Dort klingt es freilich schärfer. Wie Justizminister Dieter Böhmdorfer (FPÖ) kürzlich erklärt hatte, gebe es in der Frage der Benes-Dekrete "überhaupt keine Toleranz". Die Freiheitlichen hätten bisher nicht auf die "Veto-Karte" verzichtet, so Böhmdorfer.

Letzteres sei allerdings nicht in ihrem Sinne, hatte die Außenministerin bereits am Samstag erklärt: Man wolle kein Veto und "keine Sturheit", sondern verhandeln. Mit dem "Frowein-Gutachten", das Tschechien in der vorigen Woche die Unbedenklichkeit der Benes-Dekrete für den EU-Beitritt attestiert hatten, sei eine gute Grundlage für weitere Verhandlungen geschaffen, sagte Ferrero-Waldner.

Im Außenministerium will die Aussage Ferrero-Waldners vom Samstag nicht als Drohung verstanden wissen. "Die Formulierung, eine Erklärung Tschechiens sei 'notwendig', beinhaltet keine Veto-Drohung", betonte Außenamts-Sprecher Harald Günther gegenüber der Wiener Zeitung. Gemeint sei lediglich, so Günther, dass man darauf vertraue, dass Tschechien eine Erklärung zu den Benes-Dekreten abgebe.

Dies scheint in greifbare Nähe zu rücken. Wie Tschechiens Außenminister Cyril Svoboda in einem am Sonntag im "Kurier" erschienen Interview erklärte, sei eine Versöhnungserklärung möglich, jedoch sollte Österreich keinen Druck auf Tschechien ausüben.

• GEGEBENE ANGABEN:
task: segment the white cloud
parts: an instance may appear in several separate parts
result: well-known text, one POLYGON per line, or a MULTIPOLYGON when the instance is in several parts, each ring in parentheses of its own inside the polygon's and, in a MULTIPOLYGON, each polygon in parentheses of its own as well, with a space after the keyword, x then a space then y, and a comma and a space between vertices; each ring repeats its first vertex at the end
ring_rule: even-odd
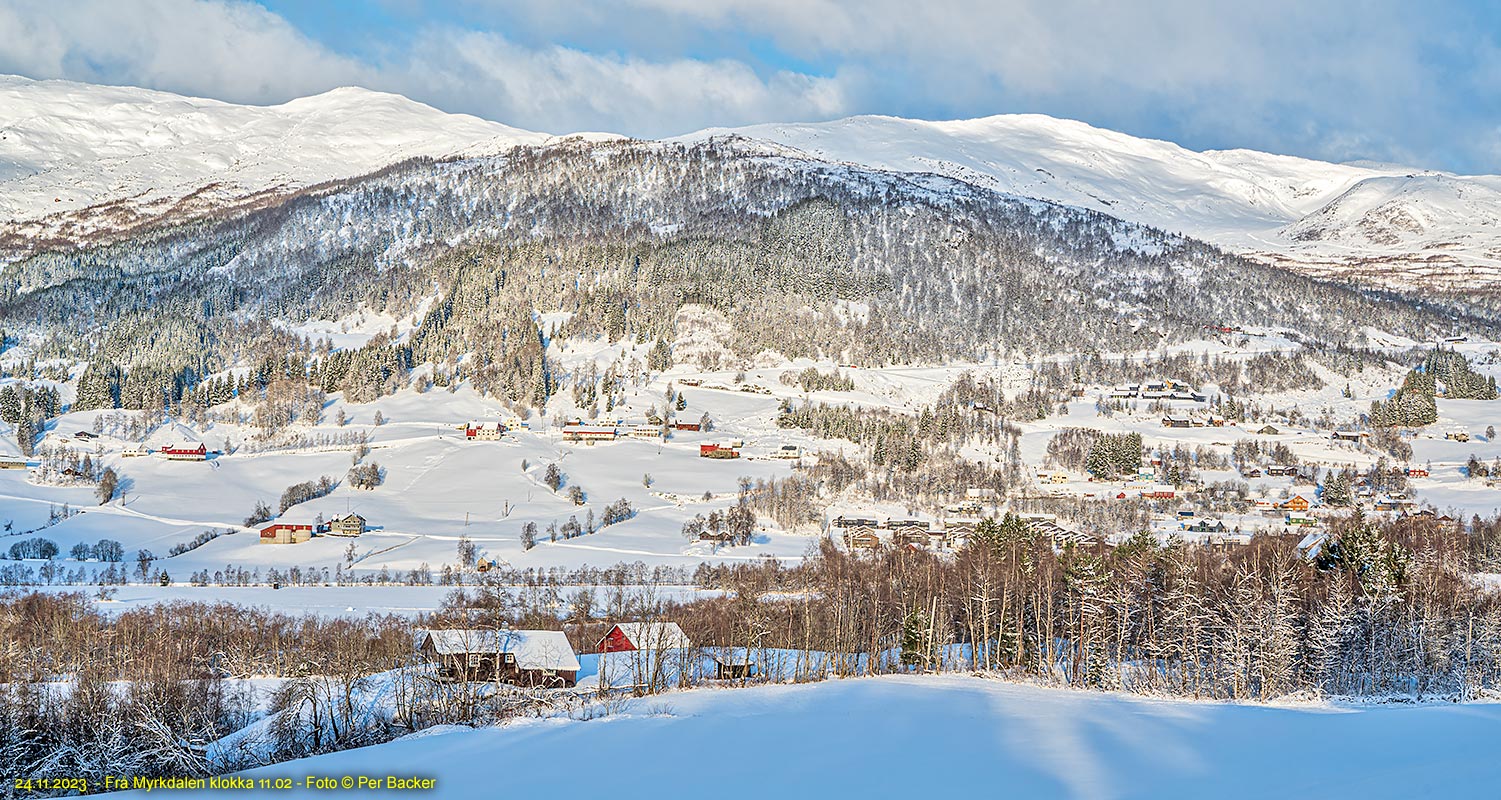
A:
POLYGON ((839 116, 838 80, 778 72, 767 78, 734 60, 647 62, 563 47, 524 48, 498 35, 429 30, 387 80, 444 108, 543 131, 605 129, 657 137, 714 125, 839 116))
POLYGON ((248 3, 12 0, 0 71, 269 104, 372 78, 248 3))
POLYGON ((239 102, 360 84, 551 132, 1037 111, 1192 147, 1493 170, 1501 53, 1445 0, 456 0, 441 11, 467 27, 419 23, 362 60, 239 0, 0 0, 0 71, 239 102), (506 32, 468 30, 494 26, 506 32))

• AUFGABE: Welche Personen werden im Lesetext namentlich genannt? Gib alle Namen so an, wie sie im Text stehen.

• ERGEBNIS: Dieter Böhmdorfer, Ferrero-Waldner, Harald Günther, Cyril Svoboda